*WHAT THE TASK ASKS*.
Lay out the lines of the records below as a JSON list of strings, one string per line, with blank lines left out. Begin with the line containing "background, then give the position of each instance." and include every line through the end of the records.
++++ EXERCISE INPUTS
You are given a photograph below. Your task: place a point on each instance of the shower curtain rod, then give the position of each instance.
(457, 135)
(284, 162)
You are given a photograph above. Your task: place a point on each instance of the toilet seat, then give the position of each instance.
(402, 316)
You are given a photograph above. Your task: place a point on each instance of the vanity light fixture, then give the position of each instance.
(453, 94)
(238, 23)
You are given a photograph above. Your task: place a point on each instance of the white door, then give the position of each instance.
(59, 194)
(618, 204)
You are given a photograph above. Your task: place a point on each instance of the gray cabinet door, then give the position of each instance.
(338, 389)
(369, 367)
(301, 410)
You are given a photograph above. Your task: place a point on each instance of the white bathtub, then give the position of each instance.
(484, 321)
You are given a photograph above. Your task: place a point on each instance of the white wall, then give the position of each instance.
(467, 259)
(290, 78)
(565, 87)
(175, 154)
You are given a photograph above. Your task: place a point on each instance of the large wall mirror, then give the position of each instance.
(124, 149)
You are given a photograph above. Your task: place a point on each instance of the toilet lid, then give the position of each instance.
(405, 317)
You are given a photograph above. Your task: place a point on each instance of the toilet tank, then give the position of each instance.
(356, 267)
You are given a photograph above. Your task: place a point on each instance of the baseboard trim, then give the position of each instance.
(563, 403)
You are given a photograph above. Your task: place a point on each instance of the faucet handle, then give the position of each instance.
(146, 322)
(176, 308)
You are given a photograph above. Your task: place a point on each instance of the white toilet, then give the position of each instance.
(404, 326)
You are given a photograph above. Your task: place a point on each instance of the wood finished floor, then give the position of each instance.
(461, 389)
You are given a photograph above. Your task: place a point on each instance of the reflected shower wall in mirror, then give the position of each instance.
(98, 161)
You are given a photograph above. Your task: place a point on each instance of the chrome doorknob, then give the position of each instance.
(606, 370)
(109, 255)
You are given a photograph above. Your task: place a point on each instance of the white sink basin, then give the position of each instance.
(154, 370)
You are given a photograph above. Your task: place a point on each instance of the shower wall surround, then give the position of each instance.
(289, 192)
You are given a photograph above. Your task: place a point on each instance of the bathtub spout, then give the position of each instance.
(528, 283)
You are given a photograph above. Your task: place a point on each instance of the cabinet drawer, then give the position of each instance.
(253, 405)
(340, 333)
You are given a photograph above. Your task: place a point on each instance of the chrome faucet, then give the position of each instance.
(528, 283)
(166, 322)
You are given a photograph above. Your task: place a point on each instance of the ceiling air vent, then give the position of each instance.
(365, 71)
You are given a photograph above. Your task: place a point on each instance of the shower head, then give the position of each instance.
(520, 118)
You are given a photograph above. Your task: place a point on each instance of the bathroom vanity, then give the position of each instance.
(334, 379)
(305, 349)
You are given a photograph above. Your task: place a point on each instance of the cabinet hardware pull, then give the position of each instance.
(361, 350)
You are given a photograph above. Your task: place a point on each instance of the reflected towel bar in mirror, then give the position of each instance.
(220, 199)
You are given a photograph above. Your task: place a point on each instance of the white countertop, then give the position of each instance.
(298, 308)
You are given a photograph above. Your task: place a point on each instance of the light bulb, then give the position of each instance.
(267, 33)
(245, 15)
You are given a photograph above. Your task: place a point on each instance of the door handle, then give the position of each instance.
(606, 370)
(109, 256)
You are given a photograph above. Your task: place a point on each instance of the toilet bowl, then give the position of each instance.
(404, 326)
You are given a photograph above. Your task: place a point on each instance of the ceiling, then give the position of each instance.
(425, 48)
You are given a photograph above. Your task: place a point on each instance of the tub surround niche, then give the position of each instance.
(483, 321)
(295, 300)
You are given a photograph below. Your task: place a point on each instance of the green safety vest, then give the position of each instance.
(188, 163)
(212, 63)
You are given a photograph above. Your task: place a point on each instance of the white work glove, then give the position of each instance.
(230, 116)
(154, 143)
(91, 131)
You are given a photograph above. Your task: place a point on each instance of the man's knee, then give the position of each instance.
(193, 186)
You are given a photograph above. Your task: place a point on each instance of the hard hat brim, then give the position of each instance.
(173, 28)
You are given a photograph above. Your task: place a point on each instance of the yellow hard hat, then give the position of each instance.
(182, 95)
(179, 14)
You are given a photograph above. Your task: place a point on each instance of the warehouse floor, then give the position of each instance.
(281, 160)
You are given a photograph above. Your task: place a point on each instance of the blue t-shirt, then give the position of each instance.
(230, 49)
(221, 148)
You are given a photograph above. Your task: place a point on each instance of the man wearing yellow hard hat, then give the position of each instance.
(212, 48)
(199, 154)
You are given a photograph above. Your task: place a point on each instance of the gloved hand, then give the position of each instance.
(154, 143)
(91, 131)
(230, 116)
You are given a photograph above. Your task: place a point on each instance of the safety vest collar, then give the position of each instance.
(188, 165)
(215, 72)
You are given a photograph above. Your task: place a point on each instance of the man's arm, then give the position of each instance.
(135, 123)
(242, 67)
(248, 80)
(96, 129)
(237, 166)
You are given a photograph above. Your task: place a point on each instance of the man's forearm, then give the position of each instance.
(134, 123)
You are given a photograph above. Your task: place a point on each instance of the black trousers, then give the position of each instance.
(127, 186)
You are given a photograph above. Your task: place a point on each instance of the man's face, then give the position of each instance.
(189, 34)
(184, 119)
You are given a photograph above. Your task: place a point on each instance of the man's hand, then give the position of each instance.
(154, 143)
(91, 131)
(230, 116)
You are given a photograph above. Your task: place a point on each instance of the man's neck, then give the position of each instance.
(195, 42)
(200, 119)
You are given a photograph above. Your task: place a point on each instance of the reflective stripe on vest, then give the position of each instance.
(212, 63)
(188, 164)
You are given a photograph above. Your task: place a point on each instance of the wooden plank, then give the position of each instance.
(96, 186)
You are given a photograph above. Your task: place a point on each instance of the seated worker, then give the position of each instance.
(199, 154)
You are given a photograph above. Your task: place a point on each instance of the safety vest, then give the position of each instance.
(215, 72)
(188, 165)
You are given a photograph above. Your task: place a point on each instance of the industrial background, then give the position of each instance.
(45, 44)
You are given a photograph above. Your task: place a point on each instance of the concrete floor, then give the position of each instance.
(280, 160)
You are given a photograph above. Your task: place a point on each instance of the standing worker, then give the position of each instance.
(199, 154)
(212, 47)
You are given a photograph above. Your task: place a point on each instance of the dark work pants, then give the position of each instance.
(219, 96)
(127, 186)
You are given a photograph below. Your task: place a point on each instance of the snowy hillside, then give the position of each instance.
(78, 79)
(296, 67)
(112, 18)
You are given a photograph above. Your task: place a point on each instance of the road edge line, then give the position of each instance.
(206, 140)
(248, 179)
++++++++
*SOLVED EXERCISE*.
[
  "You are given a photograph above. Your task: place a point on each instance of the industrial background, then give the position of each instance.",
  "(45, 44)",
  "You are given a photograph above. Your task: place a point on each instance of the concrete floor, then give the position of each instance.",
  "(280, 160)",
  "You are given a photograph above. Your task: place a point on each instance of the standing worker, then give the position of each instance.",
  "(199, 154)",
  "(212, 47)",
  "You are given a photograph above. Your task: place a point on each instance of the dark work pants, then give the position of each instance.",
  "(219, 96)",
  "(127, 186)",
  "You are given a photograph below. Your task: place a point on each instance of the snowy hillside, then give the position of each instance.",
  "(78, 79)",
  "(296, 67)",
  "(112, 18)",
  "You are given a photograph above. Your task: place a point on each instance of the road edge line, then give the position of each instance.",
  "(206, 140)",
  "(248, 179)"
]